## What you will do
Copy out the lines of the listing below word for word, starting with the line that contains "shelf with a tight axis-aligned box." and going on through the line that contains "349, 271, 640, 321", with both of those lines included.
☆ ☆ ☆ ☆
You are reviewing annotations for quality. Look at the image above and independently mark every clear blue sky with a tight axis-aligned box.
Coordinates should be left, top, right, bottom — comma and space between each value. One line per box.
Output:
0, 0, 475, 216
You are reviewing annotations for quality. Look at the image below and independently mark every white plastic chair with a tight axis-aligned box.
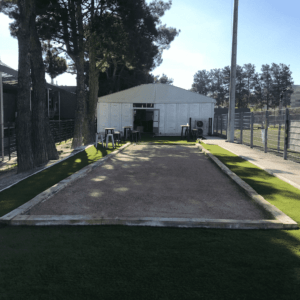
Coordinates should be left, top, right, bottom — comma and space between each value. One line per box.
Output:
95, 133, 104, 148
106, 133, 115, 148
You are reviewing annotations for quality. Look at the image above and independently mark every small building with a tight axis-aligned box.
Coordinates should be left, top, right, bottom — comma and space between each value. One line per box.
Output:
97, 83, 216, 136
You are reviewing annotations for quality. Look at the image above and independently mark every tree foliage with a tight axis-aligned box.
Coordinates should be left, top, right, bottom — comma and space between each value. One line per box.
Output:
190, 63, 294, 109
42, 41, 68, 81
154, 74, 174, 84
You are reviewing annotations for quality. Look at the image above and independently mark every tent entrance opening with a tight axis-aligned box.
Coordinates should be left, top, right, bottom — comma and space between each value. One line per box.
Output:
133, 109, 159, 134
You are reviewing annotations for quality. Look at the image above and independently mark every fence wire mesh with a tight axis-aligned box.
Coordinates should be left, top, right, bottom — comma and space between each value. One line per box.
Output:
214, 108, 300, 162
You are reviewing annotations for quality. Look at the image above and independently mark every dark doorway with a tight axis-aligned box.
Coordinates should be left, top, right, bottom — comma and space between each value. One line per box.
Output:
134, 109, 154, 133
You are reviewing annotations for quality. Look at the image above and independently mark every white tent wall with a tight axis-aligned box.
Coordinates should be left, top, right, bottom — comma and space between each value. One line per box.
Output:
97, 103, 214, 136
97, 84, 216, 136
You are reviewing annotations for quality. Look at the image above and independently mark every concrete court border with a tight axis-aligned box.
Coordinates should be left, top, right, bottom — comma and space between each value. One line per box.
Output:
202, 140, 300, 190
0, 143, 298, 229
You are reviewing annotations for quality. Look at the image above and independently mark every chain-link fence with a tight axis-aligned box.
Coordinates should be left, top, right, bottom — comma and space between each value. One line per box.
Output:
214, 108, 300, 162
0, 119, 97, 160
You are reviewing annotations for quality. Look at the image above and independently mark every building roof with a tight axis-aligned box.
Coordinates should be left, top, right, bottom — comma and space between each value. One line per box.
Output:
98, 83, 216, 104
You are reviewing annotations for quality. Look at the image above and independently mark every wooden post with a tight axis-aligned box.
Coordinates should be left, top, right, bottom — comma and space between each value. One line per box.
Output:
0, 68, 4, 161
264, 110, 269, 153
277, 109, 282, 152
240, 112, 243, 144
221, 115, 223, 135
7, 122, 10, 160
283, 108, 290, 160
250, 112, 254, 148
227, 0, 239, 143
225, 115, 228, 138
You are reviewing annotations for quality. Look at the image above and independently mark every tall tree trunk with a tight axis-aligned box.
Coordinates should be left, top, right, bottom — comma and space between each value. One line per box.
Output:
83, 33, 99, 145
30, 11, 59, 165
16, 0, 34, 173
72, 1, 85, 149
72, 51, 85, 149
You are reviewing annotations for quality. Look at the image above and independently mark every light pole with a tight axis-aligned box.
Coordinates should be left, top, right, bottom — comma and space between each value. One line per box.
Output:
227, 0, 239, 143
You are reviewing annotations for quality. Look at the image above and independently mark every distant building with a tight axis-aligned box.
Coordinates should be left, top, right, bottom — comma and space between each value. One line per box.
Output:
291, 85, 300, 108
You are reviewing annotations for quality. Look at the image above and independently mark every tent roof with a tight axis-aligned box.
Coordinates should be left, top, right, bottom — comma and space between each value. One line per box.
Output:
98, 83, 216, 104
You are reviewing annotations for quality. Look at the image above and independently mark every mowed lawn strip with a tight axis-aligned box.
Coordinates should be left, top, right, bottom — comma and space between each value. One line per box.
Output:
201, 143, 300, 224
0, 137, 300, 300
0, 144, 122, 217
0, 137, 195, 217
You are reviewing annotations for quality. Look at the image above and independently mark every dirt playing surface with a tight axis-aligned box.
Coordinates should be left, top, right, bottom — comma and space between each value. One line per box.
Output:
26, 145, 266, 220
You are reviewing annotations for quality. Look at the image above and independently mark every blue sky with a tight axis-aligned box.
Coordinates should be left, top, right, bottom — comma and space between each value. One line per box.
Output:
0, 0, 300, 89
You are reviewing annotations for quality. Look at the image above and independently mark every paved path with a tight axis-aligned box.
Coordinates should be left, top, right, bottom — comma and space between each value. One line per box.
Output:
202, 137, 300, 189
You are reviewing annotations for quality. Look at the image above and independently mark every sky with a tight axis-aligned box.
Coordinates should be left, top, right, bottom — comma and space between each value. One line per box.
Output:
0, 0, 300, 89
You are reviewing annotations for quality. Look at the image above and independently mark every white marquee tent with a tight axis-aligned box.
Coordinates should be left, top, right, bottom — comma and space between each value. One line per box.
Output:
97, 84, 216, 136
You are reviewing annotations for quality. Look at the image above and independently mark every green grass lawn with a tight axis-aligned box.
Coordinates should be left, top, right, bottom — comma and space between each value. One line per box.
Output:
0, 138, 300, 300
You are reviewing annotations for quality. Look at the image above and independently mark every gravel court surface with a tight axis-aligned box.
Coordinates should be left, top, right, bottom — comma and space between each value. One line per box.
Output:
27, 145, 266, 220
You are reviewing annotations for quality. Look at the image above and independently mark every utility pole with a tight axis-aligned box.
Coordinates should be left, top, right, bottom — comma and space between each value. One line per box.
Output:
227, 0, 239, 143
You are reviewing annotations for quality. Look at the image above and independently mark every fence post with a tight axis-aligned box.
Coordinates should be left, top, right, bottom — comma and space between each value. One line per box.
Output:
277, 109, 281, 152
250, 112, 254, 148
7, 122, 10, 160
240, 112, 244, 144
225, 114, 228, 139
221, 115, 223, 135
264, 110, 269, 153
283, 108, 290, 160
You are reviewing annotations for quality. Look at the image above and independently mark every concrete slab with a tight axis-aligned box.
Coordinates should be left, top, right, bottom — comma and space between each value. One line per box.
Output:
0, 144, 298, 229
202, 137, 300, 189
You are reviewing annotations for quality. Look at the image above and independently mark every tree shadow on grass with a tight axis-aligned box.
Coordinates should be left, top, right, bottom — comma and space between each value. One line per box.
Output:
0, 226, 300, 300
0, 144, 122, 217
203, 147, 300, 224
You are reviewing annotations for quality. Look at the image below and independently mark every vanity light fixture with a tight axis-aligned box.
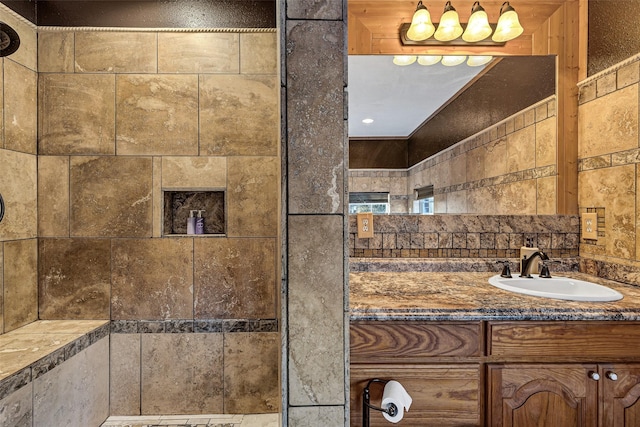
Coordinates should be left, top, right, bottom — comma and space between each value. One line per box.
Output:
400, 0, 524, 46
491, 1, 524, 42
433, 1, 464, 42
440, 55, 467, 67
407, 0, 436, 40
418, 55, 442, 65
462, 1, 493, 43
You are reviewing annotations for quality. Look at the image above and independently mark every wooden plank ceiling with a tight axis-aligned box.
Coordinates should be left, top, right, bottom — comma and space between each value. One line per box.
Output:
348, 0, 566, 55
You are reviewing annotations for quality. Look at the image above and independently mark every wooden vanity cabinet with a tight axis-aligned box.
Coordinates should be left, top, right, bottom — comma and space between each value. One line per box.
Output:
350, 321, 483, 427
486, 322, 640, 427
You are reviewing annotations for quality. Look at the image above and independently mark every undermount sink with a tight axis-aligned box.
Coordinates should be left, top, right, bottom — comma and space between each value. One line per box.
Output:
489, 275, 622, 301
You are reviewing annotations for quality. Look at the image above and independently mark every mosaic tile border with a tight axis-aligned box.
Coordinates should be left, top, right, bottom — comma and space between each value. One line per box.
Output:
0, 324, 109, 400
111, 319, 278, 334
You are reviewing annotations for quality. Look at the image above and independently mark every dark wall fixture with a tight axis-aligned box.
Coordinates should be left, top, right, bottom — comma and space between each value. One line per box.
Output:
1, 0, 276, 28
0, 22, 20, 56
587, 0, 640, 76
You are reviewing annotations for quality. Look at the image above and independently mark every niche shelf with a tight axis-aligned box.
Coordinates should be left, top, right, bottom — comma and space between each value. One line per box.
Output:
162, 190, 226, 237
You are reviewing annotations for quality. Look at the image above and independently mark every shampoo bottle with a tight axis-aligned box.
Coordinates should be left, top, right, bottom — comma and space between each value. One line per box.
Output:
196, 210, 206, 234
187, 211, 196, 234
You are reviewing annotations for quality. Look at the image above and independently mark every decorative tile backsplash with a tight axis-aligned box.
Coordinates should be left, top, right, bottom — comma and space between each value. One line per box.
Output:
349, 214, 580, 258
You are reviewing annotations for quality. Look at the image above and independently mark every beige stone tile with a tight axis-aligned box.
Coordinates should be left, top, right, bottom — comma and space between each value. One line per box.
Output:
0, 149, 38, 241
484, 139, 507, 178
0, 383, 33, 427
109, 334, 142, 415
111, 238, 193, 320
38, 156, 69, 237
4, 61, 38, 154
200, 75, 280, 156
536, 176, 558, 215
447, 190, 467, 213
39, 239, 111, 319
158, 33, 240, 73
194, 238, 276, 319
224, 332, 280, 414
70, 157, 153, 237
288, 406, 345, 427
33, 337, 109, 426
116, 74, 198, 155
38, 30, 74, 73
227, 157, 280, 237
578, 165, 636, 259
141, 333, 224, 415
162, 156, 227, 189
507, 126, 536, 172
4, 239, 38, 332
578, 85, 638, 159
0, 242, 4, 335
535, 116, 557, 167
0, 12, 38, 71
288, 215, 345, 406
240, 33, 278, 75
38, 74, 115, 155
75, 31, 157, 73
465, 146, 487, 182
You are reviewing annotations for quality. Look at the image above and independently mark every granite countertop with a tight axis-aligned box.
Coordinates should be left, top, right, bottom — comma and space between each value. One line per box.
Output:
349, 271, 640, 321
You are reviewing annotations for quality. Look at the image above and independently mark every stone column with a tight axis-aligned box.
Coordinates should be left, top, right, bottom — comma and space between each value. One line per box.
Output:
280, 0, 349, 427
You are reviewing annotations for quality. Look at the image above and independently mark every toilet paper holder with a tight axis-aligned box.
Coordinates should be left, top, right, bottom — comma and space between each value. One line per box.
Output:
☆ ☆ ☆ ☆
## Output below
You are reviewing annotations for quality. Look at the image above and independently mark every niche shelf with a tight axis-aligned box.
Coordinates should be left, top, right, bottom — comma and space between each value. One line per box.
Output:
162, 190, 226, 237
You are reviewing annotations for quality. Look at the image above and independently mark every shampoo bottle with a tight axis-aligned box.
Coordinates should be left, top, right, bottom — comma and space between each value. One line per box.
Output:
196, 210, 206, 234
187, 211, 196, 234
You are reviewing annotations for quality. Look at the image above and independently mark every decorative tile backsplash with a tight axis-aligned box.
Coordinates should be left, top, right, bottom — comma and space between each value. One line per box.
Output:
349, 214, 580, 258
You are reviewing annotations for quality. Look at the image above and independently mark every beige stone tile with a tight axis-aligned box.
Coordinates should be left, top, right, bottom — comma and space between each value. One line per box.
Output:
0, 149, 38, 241
484, 139, 507, 178
0, 383, 33, 427
109, 334, 142, 415
111, 238, 193, 320
38, 156, 69, 237
4, 61, 38, 154
200, 75, 280, 156
536, 176, 558, 215
447, 190, 467, 213
39, 239, 111, 319
158, 33, 240, 73
194, 238, 276, 319
224, 332, 280, 414
70, 157, 153, 237
288, 406, 345, 427
33, 337, 109, 426
116, 74, 198, 155
38, 30, 74, 73
227, 157, 280, 237
578, 165, 636, 259
141, 333, 224, 415
162, 156, 227, 189
507, 126, 536, 172
4, 239, 38, 332
578, 85, 638, 159
0, 242, 4, 335
535, 116, 557, 167
0, 12, 38, 71
288, 215, 345, 406
240, 33, 278, 75
38, 74, 115, 155
75, 31, 157, 73
465, 146, 487, 182
You are reviewing annotations for quality. Look at the image above and independently mark every granite countertop with a tight axis-aligned box.
Coordinates should be left, top, right, bottom — comma and space between each value. One line per box.
Output:
349, 271, 640, 321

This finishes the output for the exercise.